Everything from the line containing "Please mark every instance of the ring" through the last line of the records below should be printed exactly, please, and nothing else.

[Dataset rows]
+ + + + +

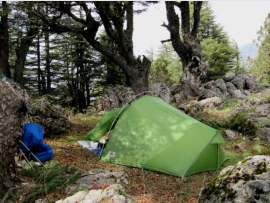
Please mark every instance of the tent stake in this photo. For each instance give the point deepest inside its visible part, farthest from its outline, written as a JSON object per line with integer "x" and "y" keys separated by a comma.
{"x": 32, "y": 154}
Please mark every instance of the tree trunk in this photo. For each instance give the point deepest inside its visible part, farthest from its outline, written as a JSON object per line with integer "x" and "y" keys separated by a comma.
{"x": 188, "y": 48}
{"x": 22, "y": 50}
{"x": 4, "y": 39}
{"x": 12, "y": 118}
{"x": 47, "y": 66}
{"x": 137, "y": 75}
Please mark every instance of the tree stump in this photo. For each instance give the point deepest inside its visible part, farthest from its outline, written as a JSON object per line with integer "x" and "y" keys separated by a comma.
{"x": 14, "y": 103}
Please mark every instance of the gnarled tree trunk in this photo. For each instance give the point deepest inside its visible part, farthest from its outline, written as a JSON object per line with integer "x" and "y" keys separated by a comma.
{"x": 14, "y": 103}
{"x": 188, "y": 48}
{"x": 4, "y": 38}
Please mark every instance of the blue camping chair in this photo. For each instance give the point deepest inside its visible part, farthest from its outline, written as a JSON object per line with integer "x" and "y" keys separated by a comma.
{"x": 33, "y": 139}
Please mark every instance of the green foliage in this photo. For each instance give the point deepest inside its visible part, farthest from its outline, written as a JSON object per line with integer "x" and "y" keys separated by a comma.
{"x": 260, "y": 65}
{"x": 167, "y": 67}
{"x": 217, "y": 49}
{"x": 50, "y": 180}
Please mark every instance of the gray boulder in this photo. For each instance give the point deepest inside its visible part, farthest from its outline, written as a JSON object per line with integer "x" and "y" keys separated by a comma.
{"x": 229, "y": 76}
{"x": 246, "y": 81}
{"x": 50, "y": 115}
{"x": 177, "y": 98}
{"x": 220, "y": 84}
{"x": 264, "y": 134}
{"x": 238, "y": 94}
{"x": 265, "y": 121}
{"x": 175, "y": 89}
{"x": 126, "y": 95}
{"x": 266, "y": 91}
{"x": 230, "y": 135}
{"x": 230, "y": 88}
{"x": 110, "y": 99}
{"x": 262, "y": 110}
{"x": 211, "y": 103}
{"x": 98, "y": 105}
{"x": 192, "y": 108}
{"x": 90, "y": 110}
{"x": 161, "y": 90}
{"x": 247, "y": 181}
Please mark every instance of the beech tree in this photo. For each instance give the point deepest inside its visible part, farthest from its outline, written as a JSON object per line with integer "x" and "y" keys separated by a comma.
{"x": 117, "y": 19}
{"x": 187, "y": 46}
{"x": 4, "y": 38}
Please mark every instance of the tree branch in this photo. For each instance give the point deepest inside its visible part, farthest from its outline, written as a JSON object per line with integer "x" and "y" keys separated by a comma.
{"x": 166, "y": 40}
{"x": 196, "y": 18}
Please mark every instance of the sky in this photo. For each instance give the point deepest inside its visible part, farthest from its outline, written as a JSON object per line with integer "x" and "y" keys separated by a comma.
{"x": 241, "y": 20}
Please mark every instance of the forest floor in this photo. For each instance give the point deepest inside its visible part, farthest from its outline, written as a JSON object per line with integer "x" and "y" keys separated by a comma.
{"x": 144, "y": 185}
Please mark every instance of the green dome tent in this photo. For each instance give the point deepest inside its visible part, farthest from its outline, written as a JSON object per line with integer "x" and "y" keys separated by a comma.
{"x": 152, "y": 134}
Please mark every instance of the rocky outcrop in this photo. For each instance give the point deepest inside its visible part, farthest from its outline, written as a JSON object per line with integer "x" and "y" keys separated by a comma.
{"x": 50, "y": 115}
{"x": 110, "y": 99}
{"x": 231, "y": 86}
{"x": 194, "y": 107}
{"x": 247, "y": 181}
{"x": 264, "y": 134}
{"x": 114, "y": 194}
{"x": 125, "y": 95}
{"x": 229, "y": 76}
{"x": 161, "y": 90}
{"x": 14, "y": 104}
{"x": 230, "y": 135}
{"x": 99, "y": 185}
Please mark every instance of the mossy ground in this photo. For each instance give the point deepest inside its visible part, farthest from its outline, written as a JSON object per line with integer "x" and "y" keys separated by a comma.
{"x": 144, "y": 185}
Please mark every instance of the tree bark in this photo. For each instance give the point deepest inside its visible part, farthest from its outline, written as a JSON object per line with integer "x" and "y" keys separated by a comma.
{"x": 188, "y": 48}
{"x": 113, "y": 15}
{"x": 14, "y": 103}
{"x": 23, "y": 47}
{"x": 4, "y": 39}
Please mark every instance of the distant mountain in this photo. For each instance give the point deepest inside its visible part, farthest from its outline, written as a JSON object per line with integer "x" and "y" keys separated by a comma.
{"x": 249, "y": 49}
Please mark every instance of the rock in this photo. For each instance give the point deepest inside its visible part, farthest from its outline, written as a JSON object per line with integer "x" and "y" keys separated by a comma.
{"x": 247, "y": 181}
{"x": 264, "y": 134}
{"x": 229, "y": 76}
{"x": 266, "y": 91}
{"x": 265, "y": 86}
{"x": 211, "y": 102}
{"x": 98, "y": 105}
{"x": 161, "y": 90}
{"x": 230, "y": 135}
{"x": 103, "y": 177}
{"x": 192, "y": 108}
{"x": 238, "y": 94}
{"x": 175, "y": 89}
{"x": 264, "y": 121}
{"x": 126, "y": 96}
{"x": 110, "y": 99}
{"x": 177, "y": 98}
{"x": 262, "y": 110}
{"x": 266, "y": 100}
{"x": 111, "y": 194}
{"x": 246, "y": 92}
{"x": 50, "y": 115}
{"x": 220, "y": 84}
{"x": 246, "y": 81}
{"x": 79, "y": 196}
{"x": 239, "y": 146}
{"x": 251, "y": 102}
{"x": 230, "y": 88}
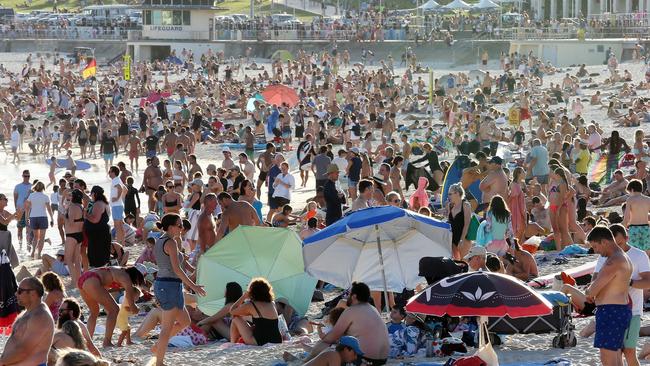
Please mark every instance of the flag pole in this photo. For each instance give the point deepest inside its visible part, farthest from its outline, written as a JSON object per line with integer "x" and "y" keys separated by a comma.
{"x": 99, "y": 108}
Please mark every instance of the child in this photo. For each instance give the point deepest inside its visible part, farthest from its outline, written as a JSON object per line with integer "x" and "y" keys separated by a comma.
{"x": 397, "y": 315}
{"x": 123, "y": 321}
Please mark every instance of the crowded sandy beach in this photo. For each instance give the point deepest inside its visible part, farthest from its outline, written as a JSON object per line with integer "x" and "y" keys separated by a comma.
{"x": 319, "y": 210}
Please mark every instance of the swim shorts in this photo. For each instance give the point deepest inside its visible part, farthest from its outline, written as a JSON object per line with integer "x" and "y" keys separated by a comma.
{"x": 169, "y": 293}
{"x": 639, "y": 236}
{"x": 612, "y": 321}
{"x": 632, "y": 333}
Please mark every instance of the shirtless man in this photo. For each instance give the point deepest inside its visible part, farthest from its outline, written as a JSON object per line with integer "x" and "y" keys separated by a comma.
{"x": 635, "y": 219}
{"x": 495, "y": 183}
{"x": 31, "y": 337}
{"x": 525, "y": 268}
{"x": 247, "y": 167}
{"x": 234, "y": 213}
{"x": 614, "y": 193}
{"x": 362, "y": 320}
{"x": 264, "y": 162}
{"x": 610, "y": 293}
{"x": 133, "y": 148}
{"x": 170, "y": 141}
{"x": 207, "y": 232}
{"x": 151, "y": 180}
{"x": 472, "y": 174}
{"x": 194, "y": 166}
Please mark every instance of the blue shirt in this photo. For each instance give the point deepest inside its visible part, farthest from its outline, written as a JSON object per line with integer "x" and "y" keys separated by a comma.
{"x": 541, "y": 164}
{"x": 273, "y": 172}
{"x": 23, "y": 190}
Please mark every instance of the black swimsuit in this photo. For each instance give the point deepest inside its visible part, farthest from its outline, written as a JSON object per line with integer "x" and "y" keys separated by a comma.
{"x": 265, "y": 330}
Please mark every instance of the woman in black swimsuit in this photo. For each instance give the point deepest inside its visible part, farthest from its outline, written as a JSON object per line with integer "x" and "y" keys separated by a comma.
{"x": 74, "y": 222}
{"x": 460, "y": 215}
{"x": 261, "y": 308}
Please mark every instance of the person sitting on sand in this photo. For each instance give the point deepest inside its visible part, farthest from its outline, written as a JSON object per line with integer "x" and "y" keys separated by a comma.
{"x": 261, "y": 308}
{"x": 524, "y": 267}
{"x": 362, "y": 320}
{"x": 218, "y": 325}
{"x": 614, "y": 193}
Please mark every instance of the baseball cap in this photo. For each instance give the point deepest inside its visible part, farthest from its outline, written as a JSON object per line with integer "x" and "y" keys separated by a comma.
{"x": 332, "y": 168}
{"x": 476, "y": 251}
{"x": 352, "y": 342}
{"x": 496, "y": 160}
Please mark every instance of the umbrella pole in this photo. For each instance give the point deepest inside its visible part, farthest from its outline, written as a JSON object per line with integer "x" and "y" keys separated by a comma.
{"x": 381, "y": 264}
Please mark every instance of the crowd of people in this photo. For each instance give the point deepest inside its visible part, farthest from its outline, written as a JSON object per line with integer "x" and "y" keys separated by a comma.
{"x": 354, "y": 131}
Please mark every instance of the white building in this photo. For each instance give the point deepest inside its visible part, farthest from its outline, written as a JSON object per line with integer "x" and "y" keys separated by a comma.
{"x": 172, "y": 25}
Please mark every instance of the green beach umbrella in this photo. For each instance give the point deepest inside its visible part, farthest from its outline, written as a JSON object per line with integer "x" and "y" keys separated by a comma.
{"x": 255, "y": 251}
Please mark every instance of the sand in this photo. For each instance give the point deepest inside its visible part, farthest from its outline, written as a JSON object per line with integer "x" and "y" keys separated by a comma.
{"x": 516, "y": 350}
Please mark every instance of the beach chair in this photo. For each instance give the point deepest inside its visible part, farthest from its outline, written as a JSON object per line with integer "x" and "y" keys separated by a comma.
{"x": 559, "y": 322}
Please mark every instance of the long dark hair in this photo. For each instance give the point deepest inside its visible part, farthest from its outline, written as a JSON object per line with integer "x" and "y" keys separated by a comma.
{"x": 499, "y": 209}
{"x": 233, "y": 292}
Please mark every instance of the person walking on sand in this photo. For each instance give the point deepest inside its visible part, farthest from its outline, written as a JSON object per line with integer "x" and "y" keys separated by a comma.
{"x": 610, "y": 293}
{"x": 635, "y": 219}
{"x": 33, "y": 331}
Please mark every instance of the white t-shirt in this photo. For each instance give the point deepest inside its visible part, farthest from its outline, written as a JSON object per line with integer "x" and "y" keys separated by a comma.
{"x": 114, "y": 184}
{"x": 281, "y": 190}
{"x": 640, "y": 264}
{"x": 39, "y": 201}
{"x": 15, "y": 138}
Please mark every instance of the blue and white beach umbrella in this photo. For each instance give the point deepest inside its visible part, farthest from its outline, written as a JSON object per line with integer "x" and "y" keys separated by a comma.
{"x": 380, "y": 246}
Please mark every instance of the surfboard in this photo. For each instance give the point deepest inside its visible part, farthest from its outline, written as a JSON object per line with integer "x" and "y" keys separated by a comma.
{"x": 576, "y": 272}
{"x": 64, "y": 163}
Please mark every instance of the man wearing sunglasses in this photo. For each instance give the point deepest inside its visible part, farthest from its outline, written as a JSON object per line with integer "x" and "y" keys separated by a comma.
{"x": 33, "y": 331}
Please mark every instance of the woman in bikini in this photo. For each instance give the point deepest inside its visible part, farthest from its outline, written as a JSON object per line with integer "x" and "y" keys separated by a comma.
{"x": 555, "y": 201}
{"x": 171, "y": 201}
{"x": 94, "y": 286}
{"x": 74, "y": 222}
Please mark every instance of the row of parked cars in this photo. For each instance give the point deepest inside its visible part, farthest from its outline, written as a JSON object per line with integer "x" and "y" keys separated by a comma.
{"x": 100, "y": 15}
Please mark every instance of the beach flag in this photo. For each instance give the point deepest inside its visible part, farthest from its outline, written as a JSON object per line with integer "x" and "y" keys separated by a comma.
{"x": 90, "y": 69}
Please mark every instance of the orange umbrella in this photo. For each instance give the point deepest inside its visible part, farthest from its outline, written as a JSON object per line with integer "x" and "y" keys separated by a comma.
{"x": 278, "y": 94}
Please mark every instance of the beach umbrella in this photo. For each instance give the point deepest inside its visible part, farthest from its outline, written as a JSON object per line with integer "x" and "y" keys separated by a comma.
{"x": 282, "y": 55}
{"x": 431, "y": 4}
{"x": 484, "y": 294}
{"x": 457, "y": 5}
{"x": 250, "y": 105}
{"x": 255, "y": 251}
{"x": 278, "y": 94}
{"x": 485, "y": 5}
{"x": 380, "y": 246}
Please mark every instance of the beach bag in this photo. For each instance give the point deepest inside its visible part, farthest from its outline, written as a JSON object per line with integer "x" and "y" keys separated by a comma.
{"x": 485, "y": 351}
{"x": 473, "y": 227}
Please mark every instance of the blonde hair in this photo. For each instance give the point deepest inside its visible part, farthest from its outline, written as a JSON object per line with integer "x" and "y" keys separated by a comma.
{"x": 74, "y": 357}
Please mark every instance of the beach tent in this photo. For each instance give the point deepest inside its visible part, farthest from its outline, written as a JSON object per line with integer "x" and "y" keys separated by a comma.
{"x": 429, "y": 5}
{"x": 255, "y": 251}
{"x": 486, "y": 5}
{"x": 457, "y": 5}
{"x": 380, "y": 246}
{"x": 282, "y": 55}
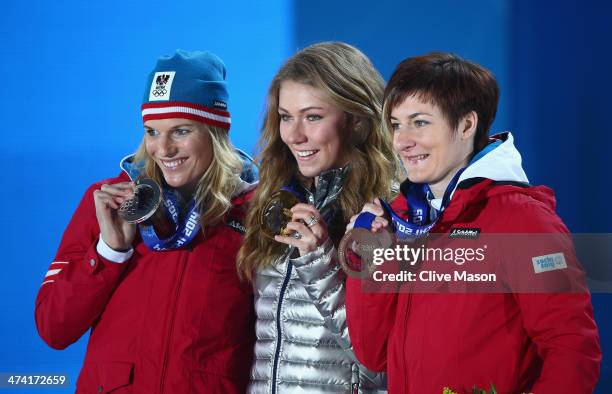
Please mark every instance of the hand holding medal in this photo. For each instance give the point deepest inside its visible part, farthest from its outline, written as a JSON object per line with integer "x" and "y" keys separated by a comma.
{"x": 146, "y": 208}
{"x": 115, "y": 231}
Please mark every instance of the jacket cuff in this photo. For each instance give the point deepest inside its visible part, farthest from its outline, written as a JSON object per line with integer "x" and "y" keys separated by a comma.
{"x": 111, "y": 254}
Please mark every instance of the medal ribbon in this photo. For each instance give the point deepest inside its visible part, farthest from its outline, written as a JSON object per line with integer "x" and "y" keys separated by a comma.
{"x": 187, "y": 227}
{"x": 419, "y": 221}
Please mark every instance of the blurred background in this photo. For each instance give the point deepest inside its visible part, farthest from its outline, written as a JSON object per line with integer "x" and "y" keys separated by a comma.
{"x": 73, "y": 76}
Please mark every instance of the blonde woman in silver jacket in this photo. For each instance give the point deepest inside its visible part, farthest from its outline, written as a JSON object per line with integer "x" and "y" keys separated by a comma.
{"x": 321, "y": 141}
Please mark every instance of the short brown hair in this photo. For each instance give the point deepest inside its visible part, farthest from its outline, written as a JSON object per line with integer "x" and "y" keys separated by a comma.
{"x": 453, "y": 84}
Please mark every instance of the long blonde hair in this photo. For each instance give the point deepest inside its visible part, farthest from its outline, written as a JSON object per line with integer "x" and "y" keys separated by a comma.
{"x": 352, "y": 84}
{"x": 216, "y": 186}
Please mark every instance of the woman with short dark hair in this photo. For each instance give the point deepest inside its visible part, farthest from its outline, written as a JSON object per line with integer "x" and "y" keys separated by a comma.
{"x": 462, "y": 185}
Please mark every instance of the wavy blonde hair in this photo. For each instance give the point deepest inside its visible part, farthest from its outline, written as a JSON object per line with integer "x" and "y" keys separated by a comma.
{"x": 217, "y": 184}
{"x": 353, "y": 85}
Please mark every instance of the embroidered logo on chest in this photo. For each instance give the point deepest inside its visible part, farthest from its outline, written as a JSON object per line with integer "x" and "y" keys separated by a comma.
{"x": 549, "y": 262}
{"x": 464, "y": 233}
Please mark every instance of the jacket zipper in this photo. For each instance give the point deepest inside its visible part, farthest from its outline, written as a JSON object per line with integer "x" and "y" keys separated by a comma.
{"x": 172, "y": 317}
{"x": 278, "y": 324}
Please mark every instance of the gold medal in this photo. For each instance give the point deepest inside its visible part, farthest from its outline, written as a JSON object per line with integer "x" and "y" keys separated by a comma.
{"x": 277, "y": 213}
{"x": 356, "y": 251}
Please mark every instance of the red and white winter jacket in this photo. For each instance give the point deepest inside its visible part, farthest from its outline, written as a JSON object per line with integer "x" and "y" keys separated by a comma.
{"x": 177, "y": 321}
{"x": 540, "y": 342}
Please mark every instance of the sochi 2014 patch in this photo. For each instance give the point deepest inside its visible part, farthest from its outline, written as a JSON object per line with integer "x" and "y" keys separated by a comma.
{"x": 161, "y": 86}
{"x": 236, "y": 225}
{"x": 549, "y": 262}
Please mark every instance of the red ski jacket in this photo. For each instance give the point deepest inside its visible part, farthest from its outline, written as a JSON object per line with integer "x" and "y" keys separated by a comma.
{"x": 517, "y": 341}
{"x": 177, "y": 321}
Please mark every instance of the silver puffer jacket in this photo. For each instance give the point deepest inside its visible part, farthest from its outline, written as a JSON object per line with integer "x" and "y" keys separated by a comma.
{"x": 303, "y": 344}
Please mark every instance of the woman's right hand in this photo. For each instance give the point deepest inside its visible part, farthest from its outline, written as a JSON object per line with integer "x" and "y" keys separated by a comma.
{"x": 116, "y": 232}
{"x": 379, "y": 223}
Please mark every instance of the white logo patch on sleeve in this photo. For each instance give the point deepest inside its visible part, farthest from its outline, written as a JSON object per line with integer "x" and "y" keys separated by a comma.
{"x": 161, "y": 85}
{"x": 549, "y": 262}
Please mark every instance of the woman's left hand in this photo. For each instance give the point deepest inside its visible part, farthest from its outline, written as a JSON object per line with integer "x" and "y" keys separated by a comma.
{"x": 308, "y": 223}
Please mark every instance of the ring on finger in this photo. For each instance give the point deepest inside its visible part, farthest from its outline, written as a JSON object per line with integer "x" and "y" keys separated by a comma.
{"x": 313, "y": 220}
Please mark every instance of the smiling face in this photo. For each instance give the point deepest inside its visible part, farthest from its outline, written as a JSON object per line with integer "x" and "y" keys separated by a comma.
{"x": 431, "y": 151}
{"x": 181, "y": 148}
{"x": 312, "y": 128}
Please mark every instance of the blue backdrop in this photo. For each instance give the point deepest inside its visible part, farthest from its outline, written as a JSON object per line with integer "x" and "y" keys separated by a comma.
{"x": 73, "y": 74}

+ + + + +

:: SOLUTION TO THIS TASK ::
Please mark every instance of the ring on finger in this photo. For each instance give the point deepest inside its visible part, farthest from its outline, written as a JSON object per line with integer "x" and "y" keys separated by a comma.
{"x": 313, "y": 220}
Please mark every instance of the smiling face in this photo. For each instance give the point deepest inside its visible part, farthest from its outline, written as a JSON object per line with integer "x" and "y" keys separated by a comma.
{"x": 431, "y": 151}
{"x": 181, "y": 148}
{"x": 312, "y": 128}
Please mark every instance of the blue backdrop in this photo. For each instance give the point deepest inside its visible part, farthest from its outline, written as a JSON object per line with integer "x" and "y" keys separated by a comma.
{"x": 73, "y": 74}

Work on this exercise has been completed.